### Text
::::::::

She became part of Mother Guérin's canonization process when her healing from cancer was declared a miracle and attributed to the saint. On October 30, 1908, sister Mug prayed at the Saint-Mary-of-the-Woods motherhouse, kneeling before Guérin's crypt in the Church of the Immaculate Conception. She didn't pray for herself (although she could have, given her health), but for another sister, Joseph Therese O'Connell, who was also ill. "While standing there," she wrote to Mother Mary Cleophas, "the thought came into my mind, 'I wonder if she has any power with Almighty God.' Instantly I heard in my soul the words, 'Yes, she has.'"

Before her prayers at Mother Guérin's tomb, Sister Mug's condition had deteriorated considerably, with fainting and vomiting. She had suffered nerve damage following a mastectomy for breast cancer at the hospital in Terre Haute, and she had pain in both arms and her right hand, which were difficult to use. The cancer had also spread to her abdomen, and Dr. Willien, her physician, did not want to disturb it for fear she would die. However, the morning after praying, the lump in her abdomen disappeared, and she could move her arms and hand comfortably.

Mother Guérin's cause for canonization was opened in Rome the following year, in 1909, and it was formally submitted to the Congregation of Rites in 1914. A postulator from that process had dismissed Sister Mug's healing, saying it wasn't a miracle. Father Andrea Ambrosi became Mother Guérin's postulator in 2006 when she was canonized. Ambrosi decided the earlier dismissal was wrong, and accepted the miracle.

::::::::

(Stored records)
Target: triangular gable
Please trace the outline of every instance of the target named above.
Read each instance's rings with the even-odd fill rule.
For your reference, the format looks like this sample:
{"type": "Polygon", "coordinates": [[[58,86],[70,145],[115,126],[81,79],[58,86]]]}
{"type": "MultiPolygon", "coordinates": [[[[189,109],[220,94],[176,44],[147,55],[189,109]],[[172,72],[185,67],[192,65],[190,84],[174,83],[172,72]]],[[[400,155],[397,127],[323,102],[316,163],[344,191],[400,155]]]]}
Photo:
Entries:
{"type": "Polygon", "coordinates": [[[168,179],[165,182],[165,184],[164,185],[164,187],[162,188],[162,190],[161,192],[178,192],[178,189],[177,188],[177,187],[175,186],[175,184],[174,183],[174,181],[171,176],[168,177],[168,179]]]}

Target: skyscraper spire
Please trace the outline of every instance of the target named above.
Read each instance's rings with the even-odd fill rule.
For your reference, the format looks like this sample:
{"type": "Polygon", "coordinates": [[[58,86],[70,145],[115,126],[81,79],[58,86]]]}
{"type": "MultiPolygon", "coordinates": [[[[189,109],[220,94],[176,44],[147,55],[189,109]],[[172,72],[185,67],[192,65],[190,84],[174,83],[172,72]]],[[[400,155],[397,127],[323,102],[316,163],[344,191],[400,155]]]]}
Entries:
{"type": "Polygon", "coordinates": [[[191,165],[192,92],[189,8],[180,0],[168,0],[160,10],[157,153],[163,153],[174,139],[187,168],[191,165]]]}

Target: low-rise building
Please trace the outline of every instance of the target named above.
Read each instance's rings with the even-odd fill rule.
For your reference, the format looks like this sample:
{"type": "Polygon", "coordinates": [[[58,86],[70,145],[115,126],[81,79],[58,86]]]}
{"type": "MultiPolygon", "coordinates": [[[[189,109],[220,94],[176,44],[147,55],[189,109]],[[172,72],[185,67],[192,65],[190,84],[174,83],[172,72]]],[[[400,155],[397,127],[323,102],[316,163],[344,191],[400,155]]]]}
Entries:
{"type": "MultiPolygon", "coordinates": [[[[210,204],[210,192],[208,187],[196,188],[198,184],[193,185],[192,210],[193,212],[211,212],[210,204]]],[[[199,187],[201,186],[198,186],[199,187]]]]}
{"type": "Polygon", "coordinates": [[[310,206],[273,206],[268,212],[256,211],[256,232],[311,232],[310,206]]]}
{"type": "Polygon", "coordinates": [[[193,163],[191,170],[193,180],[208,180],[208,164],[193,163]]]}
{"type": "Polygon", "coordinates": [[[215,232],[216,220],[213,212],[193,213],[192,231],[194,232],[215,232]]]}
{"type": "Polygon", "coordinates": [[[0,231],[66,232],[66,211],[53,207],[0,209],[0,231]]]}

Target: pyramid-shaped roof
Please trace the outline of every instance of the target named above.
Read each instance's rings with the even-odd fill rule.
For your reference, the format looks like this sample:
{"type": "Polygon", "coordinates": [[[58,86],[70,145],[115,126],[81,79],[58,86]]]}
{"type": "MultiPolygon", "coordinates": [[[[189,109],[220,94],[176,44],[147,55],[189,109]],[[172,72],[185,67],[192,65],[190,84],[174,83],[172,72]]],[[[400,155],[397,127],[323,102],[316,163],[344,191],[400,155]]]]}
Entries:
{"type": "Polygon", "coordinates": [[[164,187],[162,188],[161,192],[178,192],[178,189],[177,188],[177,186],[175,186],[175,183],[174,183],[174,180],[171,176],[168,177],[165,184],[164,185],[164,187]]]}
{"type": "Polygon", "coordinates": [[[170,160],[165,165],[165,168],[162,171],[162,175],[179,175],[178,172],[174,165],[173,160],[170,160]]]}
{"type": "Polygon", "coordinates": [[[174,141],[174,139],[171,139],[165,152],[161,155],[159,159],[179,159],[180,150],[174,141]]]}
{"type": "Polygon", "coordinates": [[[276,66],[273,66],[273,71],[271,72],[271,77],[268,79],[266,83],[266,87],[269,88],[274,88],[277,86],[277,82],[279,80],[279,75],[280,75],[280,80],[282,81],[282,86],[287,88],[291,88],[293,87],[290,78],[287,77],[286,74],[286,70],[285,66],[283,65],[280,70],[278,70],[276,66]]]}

::::::::

### Questions to answer
A. Answer these questions using the passage about Sister Mug's healing:
(i) On what date did Sister Mug pray at the Saint-Mary-of-the-Woods motherhouse?
(ii) Where was her mastectomy performed?
(iii) In what year was Mother Guérin's cause formally submitted to the Congregation of Rites?
B. For each statement, say whether the passage about Sister Mug's healing agrees with it, and quote the words that decide it.
(i) Sister Mug prayed for her own recovery at Guérin's crypt.
(ii) Dr. Willien wanted to operate on the cancer in her abdomen.
(iii) Mother Guérin's cause for canonization was opened in Rome in 1909.
C. Continue the passage about Sister Mug's healing from its last sentence.
None of the stored records is needed here.

### Expected responses
A.
(i) October 30, 1908
(ii) At the hospital in Terre Haute
(iii) 1914

B.
(i) No: "She didn't pray for herself (although she could have, given her health), but for another sister, Joseph Therese O'Connell, who was also ill."
(ii) No: "Dr. Willien, her physician, did not want to disturb it for fear she would die."
(iii) Yes: "Mother Guérin's cause for canonization was opened in Rome the following year, in 1909"

C.
== Writing and selected works ==
Sister Mary Theodosia befriended older Sisters of Providence who remembered Mother Guérin well, and who would also have known her own mother when she was a student. According to Penny Blaker Mitchell, whose work was published by the sisters, she learned from Sister Basilide, Sister Mary Joseph, Olympiade, Sister Mary Xavier, and Mother Mary Cecilia. This knowledge made her a natural choice to do the writing when Silas Chatard, Bishop of Indianapolis, asked the congregation for a book about Mother Guérin. She wrote the book by hand in pencil, with a desk adjusted to knee height to accommodate the persistent pain in her arm.

Sister Mug published a life of Mother Guérin anonymously, as obedience and humility required, but it eventually became widely known as hers; she published subsequent work either under her name or under the pseudonym Helen Maery. With the Library of Congress for copyright purposes she often included her birth name, Helen Mary Mug.

- 1904. The Life and Life-Work of Mother Théodore Guérin, Foundress of the Sisters of Providence at St.-Mary-of-the-Woods, a biography of Mother Guérin. Written anonymously as "A Member of the Congregation."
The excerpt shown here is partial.